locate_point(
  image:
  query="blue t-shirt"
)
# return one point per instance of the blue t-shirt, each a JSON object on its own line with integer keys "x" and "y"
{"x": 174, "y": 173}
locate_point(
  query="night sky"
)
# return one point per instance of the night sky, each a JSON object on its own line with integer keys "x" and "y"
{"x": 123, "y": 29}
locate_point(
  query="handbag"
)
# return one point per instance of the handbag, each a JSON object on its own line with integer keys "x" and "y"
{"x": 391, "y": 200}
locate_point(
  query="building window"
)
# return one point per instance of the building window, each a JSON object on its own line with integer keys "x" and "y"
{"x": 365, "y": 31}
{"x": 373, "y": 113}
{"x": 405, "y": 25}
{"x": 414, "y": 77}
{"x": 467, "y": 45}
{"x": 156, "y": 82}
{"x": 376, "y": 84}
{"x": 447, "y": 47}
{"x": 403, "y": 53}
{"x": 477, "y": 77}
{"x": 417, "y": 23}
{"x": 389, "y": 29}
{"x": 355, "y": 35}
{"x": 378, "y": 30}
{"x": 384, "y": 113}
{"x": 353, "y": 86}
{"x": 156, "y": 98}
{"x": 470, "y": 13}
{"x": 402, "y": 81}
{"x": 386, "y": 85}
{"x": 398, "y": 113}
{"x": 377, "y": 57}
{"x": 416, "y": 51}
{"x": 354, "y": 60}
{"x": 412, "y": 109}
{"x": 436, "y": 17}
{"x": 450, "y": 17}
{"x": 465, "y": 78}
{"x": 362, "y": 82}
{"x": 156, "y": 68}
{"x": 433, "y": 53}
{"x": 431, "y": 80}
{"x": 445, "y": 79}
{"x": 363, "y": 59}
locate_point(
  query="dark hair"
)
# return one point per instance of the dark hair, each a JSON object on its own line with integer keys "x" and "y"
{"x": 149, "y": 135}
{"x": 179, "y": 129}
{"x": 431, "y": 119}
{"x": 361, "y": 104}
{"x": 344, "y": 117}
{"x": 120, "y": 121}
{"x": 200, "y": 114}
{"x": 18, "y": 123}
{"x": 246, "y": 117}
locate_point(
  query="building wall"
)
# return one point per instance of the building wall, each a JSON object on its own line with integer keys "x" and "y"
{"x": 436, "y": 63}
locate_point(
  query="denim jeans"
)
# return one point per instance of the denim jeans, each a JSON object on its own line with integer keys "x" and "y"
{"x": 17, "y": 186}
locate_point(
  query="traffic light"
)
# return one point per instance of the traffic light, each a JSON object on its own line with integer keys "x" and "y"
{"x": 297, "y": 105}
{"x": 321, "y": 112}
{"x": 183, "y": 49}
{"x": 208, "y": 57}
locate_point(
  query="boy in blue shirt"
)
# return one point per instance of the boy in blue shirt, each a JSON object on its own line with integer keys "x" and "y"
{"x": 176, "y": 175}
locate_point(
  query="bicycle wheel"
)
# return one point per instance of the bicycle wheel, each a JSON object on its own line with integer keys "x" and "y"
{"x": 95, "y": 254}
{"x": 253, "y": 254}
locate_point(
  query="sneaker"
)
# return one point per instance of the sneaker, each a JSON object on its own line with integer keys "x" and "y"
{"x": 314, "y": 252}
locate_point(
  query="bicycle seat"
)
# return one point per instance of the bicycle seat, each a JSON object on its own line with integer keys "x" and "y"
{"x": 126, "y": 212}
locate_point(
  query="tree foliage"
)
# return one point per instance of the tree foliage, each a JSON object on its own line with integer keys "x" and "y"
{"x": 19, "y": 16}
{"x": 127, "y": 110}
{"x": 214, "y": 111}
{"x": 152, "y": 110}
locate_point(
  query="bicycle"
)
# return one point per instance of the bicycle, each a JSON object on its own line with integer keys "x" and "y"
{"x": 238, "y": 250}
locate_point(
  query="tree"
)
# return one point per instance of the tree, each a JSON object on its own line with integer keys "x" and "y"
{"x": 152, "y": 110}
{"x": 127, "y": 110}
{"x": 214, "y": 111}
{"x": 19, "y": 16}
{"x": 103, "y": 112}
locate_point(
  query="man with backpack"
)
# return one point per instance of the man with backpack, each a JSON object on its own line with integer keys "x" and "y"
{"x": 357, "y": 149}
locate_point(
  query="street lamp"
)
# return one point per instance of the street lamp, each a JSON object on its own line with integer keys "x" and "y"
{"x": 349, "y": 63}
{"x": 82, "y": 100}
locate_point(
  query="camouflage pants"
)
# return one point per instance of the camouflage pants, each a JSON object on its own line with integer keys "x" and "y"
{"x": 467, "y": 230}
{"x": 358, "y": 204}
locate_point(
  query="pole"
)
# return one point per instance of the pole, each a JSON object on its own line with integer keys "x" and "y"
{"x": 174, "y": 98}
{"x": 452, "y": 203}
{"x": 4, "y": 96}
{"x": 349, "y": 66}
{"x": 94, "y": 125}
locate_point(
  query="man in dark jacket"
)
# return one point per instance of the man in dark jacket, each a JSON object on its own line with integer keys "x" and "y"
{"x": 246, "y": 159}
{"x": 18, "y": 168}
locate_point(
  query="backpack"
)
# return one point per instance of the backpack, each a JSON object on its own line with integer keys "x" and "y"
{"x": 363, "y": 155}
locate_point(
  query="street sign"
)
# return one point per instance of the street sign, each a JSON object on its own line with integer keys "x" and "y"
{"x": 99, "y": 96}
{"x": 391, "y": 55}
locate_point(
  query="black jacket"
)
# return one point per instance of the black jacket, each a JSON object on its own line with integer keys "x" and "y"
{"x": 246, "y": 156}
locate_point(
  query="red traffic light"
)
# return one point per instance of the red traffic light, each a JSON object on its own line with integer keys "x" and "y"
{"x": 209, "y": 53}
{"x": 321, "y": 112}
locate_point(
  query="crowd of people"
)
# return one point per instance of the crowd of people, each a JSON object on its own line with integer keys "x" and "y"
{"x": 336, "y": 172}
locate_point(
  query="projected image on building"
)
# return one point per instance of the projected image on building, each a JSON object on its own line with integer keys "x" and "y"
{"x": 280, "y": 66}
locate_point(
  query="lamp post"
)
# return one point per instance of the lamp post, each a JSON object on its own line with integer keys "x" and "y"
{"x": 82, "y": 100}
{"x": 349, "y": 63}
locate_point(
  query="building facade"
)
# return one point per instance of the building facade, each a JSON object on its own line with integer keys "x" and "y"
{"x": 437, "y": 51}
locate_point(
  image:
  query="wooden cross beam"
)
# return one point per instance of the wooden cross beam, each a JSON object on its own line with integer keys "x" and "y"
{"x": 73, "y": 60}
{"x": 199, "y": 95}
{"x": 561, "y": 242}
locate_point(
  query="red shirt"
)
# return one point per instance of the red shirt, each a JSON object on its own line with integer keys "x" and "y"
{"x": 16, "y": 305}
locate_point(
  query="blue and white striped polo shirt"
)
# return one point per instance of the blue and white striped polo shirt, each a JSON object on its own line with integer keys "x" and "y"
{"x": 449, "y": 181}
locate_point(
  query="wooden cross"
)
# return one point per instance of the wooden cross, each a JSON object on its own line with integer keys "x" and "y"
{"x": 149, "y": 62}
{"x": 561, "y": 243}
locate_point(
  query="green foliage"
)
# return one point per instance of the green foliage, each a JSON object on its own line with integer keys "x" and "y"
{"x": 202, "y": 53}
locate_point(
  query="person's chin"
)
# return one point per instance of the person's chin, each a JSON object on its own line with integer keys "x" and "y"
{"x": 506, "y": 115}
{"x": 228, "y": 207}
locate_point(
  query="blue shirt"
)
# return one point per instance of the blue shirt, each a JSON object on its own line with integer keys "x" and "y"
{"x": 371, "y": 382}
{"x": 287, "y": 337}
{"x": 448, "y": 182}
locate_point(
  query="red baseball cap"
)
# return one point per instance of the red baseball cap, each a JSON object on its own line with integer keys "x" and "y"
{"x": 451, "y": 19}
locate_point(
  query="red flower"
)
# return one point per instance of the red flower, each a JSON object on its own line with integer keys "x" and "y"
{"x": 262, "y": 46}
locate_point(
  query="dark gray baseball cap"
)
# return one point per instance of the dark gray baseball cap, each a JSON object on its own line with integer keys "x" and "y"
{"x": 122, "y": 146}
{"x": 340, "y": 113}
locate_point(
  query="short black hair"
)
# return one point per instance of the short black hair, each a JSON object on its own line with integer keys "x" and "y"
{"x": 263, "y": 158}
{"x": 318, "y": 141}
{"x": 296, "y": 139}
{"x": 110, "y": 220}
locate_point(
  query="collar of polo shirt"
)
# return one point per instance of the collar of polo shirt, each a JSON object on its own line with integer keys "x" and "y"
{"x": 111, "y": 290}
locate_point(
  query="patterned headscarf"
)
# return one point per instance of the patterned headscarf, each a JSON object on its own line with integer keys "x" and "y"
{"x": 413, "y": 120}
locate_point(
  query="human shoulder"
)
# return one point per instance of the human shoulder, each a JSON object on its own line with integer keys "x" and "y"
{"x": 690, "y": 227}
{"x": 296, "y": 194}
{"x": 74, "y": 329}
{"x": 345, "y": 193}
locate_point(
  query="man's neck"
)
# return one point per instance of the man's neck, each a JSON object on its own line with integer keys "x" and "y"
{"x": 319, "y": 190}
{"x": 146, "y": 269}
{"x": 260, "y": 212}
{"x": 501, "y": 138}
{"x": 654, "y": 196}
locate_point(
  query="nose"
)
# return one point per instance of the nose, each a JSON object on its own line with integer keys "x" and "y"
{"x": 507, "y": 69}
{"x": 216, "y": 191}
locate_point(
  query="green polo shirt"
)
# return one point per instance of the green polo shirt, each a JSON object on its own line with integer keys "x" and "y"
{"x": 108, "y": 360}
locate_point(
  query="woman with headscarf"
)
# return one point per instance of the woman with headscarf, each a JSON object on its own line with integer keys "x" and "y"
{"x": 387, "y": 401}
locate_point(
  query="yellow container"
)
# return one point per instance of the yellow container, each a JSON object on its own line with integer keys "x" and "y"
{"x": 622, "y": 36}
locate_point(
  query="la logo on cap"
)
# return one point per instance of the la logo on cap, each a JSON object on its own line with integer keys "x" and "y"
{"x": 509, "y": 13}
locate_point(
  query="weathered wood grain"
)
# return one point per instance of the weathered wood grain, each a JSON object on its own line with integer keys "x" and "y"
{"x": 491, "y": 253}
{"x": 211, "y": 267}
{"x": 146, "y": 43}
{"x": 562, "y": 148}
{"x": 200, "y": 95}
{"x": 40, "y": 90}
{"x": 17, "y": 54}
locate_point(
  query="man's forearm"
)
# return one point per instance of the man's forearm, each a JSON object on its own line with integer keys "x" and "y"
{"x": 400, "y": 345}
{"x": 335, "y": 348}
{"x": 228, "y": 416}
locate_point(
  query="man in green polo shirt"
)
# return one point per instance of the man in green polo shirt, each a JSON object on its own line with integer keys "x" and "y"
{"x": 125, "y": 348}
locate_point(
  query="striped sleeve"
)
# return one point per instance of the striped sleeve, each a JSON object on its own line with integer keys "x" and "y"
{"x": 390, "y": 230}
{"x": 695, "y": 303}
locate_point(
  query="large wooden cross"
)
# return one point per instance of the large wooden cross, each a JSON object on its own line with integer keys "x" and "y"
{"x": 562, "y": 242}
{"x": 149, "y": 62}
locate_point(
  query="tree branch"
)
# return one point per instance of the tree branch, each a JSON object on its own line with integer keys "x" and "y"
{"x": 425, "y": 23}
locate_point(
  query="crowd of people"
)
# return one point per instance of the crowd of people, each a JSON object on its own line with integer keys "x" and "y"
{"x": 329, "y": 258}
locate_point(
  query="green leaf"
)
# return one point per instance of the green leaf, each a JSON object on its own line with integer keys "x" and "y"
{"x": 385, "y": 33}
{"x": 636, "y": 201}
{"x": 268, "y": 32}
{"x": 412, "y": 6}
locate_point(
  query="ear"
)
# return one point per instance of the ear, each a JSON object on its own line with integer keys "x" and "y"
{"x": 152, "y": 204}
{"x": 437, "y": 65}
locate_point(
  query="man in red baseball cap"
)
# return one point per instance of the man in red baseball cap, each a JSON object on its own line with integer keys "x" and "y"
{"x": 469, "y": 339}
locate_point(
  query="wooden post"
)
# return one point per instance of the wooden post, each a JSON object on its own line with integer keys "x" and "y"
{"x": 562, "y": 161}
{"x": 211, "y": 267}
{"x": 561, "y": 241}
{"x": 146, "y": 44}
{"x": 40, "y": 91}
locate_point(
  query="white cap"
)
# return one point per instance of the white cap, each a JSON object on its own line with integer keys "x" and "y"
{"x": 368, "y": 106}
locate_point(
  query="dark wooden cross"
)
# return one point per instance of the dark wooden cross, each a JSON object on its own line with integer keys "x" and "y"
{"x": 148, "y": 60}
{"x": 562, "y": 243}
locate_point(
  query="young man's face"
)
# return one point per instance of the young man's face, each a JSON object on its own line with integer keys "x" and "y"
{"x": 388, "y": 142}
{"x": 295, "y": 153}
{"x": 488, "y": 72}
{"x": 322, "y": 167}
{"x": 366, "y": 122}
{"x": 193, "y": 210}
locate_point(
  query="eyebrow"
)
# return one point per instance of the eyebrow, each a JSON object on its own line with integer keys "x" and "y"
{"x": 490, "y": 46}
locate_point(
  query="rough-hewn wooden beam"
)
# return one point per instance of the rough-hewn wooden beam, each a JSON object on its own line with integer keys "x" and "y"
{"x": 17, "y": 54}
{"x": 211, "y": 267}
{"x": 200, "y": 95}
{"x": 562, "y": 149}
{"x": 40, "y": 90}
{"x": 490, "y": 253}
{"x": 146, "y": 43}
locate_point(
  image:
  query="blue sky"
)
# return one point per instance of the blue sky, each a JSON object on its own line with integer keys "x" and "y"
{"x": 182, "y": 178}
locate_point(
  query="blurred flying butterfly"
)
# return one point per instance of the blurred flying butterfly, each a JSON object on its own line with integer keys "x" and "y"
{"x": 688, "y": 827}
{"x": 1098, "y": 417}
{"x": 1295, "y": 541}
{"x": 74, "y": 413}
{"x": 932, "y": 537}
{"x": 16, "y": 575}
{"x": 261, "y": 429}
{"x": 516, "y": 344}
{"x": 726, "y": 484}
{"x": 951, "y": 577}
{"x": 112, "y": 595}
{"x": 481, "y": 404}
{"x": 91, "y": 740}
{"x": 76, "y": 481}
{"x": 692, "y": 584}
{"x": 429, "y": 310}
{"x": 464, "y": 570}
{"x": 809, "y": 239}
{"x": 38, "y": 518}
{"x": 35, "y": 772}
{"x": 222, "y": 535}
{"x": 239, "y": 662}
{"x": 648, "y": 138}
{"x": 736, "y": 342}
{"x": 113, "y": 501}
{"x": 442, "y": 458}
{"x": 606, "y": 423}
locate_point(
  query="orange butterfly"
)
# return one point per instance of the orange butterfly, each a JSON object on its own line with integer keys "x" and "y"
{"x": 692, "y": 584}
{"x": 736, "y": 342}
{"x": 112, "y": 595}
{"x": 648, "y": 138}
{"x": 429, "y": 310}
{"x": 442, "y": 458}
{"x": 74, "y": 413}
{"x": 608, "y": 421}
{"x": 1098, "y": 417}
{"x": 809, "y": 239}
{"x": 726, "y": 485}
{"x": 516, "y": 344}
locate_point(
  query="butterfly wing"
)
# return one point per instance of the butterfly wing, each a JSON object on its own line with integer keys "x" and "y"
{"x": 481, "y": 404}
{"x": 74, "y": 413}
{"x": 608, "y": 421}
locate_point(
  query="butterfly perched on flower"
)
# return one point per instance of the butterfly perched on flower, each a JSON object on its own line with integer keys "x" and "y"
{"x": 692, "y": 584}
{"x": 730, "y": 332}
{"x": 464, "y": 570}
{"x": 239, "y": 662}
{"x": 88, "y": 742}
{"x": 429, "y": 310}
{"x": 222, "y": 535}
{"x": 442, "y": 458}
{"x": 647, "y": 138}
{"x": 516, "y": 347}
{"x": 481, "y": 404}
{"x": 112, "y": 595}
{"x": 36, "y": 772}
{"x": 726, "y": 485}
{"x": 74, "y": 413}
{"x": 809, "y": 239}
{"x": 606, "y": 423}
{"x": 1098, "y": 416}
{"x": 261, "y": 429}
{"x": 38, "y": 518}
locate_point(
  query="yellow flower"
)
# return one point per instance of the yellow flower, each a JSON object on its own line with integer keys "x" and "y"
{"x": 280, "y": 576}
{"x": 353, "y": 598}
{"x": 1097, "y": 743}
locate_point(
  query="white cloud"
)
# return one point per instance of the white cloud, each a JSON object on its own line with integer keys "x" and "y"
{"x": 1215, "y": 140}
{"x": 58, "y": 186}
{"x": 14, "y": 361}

Written problem: How many lines in the rows above contain the string "foliage"? Reply with the number alone.

Written answer: 4